Format the records below as a JSON list of strings, one string per line, omitting any blank lines.

— start Records —

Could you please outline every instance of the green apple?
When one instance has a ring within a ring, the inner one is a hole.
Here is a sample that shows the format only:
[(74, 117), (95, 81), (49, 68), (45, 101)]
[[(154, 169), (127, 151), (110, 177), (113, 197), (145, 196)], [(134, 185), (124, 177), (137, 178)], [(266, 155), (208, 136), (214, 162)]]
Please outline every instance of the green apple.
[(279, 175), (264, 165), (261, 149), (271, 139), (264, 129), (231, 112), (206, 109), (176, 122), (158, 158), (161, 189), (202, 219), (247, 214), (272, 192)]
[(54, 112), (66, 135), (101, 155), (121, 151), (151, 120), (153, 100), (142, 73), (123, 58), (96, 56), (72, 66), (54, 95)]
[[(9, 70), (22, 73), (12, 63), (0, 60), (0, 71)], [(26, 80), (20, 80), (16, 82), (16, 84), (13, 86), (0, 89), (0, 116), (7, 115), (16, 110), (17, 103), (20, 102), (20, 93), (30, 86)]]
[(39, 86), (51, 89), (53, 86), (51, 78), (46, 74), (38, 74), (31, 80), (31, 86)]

— end Records —

*Problem solution:*
[
  "Could you please outline every instance of the green apple?",
  "When one instance has a ring within a ring, the inner one is a hole.",
  "Here is a sample that shows the format only:",
  "[(74, 117), (95, 81), (49, 68), (45, 101)]",
  "[[(154, 169), (127, 151), (110, 177), (113, 197), (145, 196)], [(134, 185), (124, 177), (137, 178)], [(266, 155), (208, 136), (214, 162)]]",
  "Please outline every instance of the green apple.",
  "[(279, 175), (264, 165), (261, 149), (271, 139), (264, 129), (231, 112), (206, 109), (176, 122), (158, 158), (161, 189), (202, 219), (247, 214), (272, 192)]",
  "[(54, 112), (66, 135), (101, 155), (121, 151), (151, 120), (153, 100), (142, 73), (123, 58), (96, 56), (72, 66), (54, 95)]",
  "[[(9, 70), (22, 73), (12, 63), (0, 60), (0, 71)], [(26, 80), (20, 80), (16, 82), (16, 84), (13, 86), (0, 89), (0, 116), (7, 115), (16, 110), (17, 103), (20, 102), (20, 93), (30, 86)]]",
  "[(39, 86), (51, 89), (53, 86), (51, 78), (46, 74), (38, 74), (31, 80), (31, 86)]"
]